▶ [Task objective]:
Copy the material verbatim from its first line through the line containing "box: [53, 229, 482, 380]", including both of those lines.

▶ [Dataset extract]:

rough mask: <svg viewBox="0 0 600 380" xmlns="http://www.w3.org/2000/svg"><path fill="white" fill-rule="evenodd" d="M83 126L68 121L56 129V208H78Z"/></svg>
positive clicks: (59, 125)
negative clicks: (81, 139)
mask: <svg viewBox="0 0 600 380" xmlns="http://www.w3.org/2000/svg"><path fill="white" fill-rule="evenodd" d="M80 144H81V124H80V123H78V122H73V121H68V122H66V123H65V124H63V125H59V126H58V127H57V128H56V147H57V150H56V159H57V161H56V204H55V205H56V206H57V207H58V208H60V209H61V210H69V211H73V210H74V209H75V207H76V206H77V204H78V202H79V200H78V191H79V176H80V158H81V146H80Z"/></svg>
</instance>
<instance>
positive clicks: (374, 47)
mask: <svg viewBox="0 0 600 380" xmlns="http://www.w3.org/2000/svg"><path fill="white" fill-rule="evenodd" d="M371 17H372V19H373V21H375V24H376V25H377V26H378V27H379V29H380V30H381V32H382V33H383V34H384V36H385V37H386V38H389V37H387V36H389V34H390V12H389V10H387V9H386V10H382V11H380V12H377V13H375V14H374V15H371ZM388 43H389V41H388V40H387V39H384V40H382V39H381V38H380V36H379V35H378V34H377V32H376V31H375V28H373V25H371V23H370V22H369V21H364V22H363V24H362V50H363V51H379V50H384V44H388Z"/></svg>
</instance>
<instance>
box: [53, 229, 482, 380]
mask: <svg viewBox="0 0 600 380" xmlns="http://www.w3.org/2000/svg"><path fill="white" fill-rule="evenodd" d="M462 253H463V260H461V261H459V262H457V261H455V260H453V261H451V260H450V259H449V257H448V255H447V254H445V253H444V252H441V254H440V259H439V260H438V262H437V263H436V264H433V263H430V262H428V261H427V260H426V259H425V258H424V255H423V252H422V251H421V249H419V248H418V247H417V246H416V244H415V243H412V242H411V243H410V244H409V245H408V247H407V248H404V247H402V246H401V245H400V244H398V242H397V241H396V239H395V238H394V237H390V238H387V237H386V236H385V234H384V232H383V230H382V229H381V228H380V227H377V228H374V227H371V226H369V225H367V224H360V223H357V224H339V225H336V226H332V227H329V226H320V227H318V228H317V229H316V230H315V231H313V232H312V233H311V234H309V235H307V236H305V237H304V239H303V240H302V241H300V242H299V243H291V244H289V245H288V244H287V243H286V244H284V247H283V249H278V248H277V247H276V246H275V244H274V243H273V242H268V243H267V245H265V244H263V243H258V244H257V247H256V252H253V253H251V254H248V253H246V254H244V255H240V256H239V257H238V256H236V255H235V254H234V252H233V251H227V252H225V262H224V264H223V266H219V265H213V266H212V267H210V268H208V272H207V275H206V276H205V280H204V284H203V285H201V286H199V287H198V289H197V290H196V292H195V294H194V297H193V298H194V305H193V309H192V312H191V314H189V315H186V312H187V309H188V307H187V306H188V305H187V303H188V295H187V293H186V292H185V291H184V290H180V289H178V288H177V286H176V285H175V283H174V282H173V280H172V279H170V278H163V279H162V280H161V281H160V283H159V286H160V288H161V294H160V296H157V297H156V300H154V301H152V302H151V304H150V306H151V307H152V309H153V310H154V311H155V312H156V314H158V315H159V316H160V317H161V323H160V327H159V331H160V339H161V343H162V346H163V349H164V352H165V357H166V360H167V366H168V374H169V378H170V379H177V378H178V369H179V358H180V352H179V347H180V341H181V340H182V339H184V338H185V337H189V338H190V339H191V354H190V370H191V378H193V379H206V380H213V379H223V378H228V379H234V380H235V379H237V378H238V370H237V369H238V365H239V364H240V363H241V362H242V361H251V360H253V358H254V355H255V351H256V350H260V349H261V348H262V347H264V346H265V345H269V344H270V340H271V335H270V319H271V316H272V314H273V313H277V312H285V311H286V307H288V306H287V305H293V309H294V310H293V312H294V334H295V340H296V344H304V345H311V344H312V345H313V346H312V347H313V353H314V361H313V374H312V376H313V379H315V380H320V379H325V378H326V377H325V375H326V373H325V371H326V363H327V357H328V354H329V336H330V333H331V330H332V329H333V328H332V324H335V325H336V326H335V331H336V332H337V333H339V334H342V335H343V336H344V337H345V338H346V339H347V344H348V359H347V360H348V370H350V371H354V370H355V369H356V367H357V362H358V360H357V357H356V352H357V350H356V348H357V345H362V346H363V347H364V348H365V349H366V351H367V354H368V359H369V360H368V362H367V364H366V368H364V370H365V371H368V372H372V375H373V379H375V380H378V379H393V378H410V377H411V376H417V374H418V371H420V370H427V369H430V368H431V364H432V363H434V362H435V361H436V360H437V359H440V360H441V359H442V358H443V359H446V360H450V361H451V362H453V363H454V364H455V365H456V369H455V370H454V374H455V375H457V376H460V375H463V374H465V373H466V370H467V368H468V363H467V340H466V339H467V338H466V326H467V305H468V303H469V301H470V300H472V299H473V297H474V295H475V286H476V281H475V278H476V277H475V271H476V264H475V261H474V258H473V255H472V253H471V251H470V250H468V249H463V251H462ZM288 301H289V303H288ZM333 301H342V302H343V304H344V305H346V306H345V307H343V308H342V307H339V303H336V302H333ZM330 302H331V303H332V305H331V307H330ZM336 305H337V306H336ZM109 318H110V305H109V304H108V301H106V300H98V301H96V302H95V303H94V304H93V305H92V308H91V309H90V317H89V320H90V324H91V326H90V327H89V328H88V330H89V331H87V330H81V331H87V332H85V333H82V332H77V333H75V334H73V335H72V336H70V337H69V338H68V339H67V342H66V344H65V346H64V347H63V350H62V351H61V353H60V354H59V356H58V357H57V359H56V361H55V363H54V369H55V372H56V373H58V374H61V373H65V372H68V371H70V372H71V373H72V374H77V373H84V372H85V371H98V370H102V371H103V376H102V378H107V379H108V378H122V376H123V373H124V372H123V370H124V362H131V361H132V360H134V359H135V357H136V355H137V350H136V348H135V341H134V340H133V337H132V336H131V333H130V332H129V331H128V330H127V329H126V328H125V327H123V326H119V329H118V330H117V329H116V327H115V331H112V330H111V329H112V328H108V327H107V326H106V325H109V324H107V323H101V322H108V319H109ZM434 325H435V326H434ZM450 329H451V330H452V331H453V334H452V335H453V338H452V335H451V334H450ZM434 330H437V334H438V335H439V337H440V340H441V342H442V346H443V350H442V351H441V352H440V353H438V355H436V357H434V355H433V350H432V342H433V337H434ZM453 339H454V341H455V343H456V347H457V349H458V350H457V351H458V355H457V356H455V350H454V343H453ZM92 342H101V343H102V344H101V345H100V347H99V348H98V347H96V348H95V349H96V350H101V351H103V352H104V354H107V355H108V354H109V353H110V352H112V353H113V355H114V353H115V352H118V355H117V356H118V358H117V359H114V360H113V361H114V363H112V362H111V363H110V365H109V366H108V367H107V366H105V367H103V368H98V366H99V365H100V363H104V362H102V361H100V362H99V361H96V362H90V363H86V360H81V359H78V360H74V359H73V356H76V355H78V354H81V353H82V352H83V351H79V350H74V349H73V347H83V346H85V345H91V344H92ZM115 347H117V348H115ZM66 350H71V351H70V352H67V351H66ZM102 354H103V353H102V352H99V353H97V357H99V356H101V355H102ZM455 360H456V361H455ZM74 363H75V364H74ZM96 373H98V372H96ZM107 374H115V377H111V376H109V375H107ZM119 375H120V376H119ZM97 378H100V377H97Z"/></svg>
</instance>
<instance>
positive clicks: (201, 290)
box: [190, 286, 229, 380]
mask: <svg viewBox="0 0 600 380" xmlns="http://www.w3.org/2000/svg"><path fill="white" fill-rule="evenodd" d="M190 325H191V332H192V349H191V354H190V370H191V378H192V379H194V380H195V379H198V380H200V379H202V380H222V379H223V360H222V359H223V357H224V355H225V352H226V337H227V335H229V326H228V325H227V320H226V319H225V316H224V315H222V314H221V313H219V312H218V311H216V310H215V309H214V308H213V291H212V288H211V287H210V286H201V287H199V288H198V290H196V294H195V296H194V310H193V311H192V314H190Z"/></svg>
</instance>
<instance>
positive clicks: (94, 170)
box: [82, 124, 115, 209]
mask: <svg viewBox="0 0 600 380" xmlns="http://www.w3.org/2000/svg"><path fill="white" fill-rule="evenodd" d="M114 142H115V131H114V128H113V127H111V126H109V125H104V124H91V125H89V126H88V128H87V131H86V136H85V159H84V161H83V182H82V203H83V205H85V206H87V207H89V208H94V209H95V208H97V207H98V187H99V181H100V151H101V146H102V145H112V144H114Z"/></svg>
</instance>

▶ [Task solution]:
rough mask: <svg viewBox="0 0 600 380" xmlns="http://www.w3.org/2000/svg"><path fill="white" fill-rule="evenodd" d="M83 126L68 121L56 129V208H78Z"/></svg>
positive clicks: (59, 125)
negative clicks: (81, 139)
mask: <svg viewBox="0 0 600 380" xmlns="http://www.w3.org/2000/svg"><path fill="white" fill-rule="evenodd" d="M80 144H81V124H80V123H78V122H73V121H68V122H66V123H65V124H63V125H59V126H58V127H57V128H56V147H57V150H56V159H57V161H56V204H55V205H56V206H57V207H58V208H60V209H61V210H69V211H73V210H74V209H75V207H76V206H77V204H78V202H79V200H78V191H79V176H80V158H81V146H80Z"/></svg>
</instance>
<instance>
positive clicks: (374, 47)
mask: <svg viewBox="0 0 600 380" xmlns="http://www.w3.org/2000/svg"><path fill="white" fill-rule="evenodd" d="M371 17H372V19H373V21H375V24H376V25H377V26H378V27H379V29H380V30H381V32H382V33H383V34H384V36H385V37H386V38H389V37H387V36H389V34H390V12H389V10H387V9H386V10H382V11H380V12H377V13H375V14H374V15H371ZM388 43H389V41H388V40H387V39H384V40H382V39H381V38H380V36H379V35H378V34H377V32H376V31H375V28H373V25H371V23H370V22H369V21H364V22H363V24H362V50H363V51H379V50H384V44H388Z"/></svg>
</instance>
<instance>
box: [53, 229, 482, 380]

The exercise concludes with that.